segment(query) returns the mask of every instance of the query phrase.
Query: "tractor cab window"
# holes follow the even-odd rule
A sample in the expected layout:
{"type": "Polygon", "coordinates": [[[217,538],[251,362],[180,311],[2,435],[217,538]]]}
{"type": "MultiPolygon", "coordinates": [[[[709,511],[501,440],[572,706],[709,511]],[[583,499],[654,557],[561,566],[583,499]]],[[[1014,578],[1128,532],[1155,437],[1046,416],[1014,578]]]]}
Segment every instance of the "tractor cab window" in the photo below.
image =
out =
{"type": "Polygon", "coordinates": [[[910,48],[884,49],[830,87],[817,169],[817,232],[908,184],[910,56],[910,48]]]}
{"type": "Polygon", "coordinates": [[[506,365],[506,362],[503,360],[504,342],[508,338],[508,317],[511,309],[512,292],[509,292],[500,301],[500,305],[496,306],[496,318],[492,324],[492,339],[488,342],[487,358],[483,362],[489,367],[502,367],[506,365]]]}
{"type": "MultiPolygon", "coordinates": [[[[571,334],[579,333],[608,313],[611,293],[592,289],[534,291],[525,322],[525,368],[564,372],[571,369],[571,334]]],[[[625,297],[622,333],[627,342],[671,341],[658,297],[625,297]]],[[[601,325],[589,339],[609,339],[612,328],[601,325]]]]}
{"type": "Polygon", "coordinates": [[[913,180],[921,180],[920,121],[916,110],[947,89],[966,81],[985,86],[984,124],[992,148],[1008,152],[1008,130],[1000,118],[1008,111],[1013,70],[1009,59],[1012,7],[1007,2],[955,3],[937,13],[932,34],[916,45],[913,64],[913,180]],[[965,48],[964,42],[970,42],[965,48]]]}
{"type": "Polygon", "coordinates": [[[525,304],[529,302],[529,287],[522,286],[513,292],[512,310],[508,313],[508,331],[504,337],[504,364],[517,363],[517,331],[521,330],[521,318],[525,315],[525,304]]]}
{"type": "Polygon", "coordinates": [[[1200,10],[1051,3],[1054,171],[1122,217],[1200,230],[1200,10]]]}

== Problem to work on ==
Among the lines of the data, some contain the word "every". How many are there? Reply with the number alone.

== Output of the task ==
2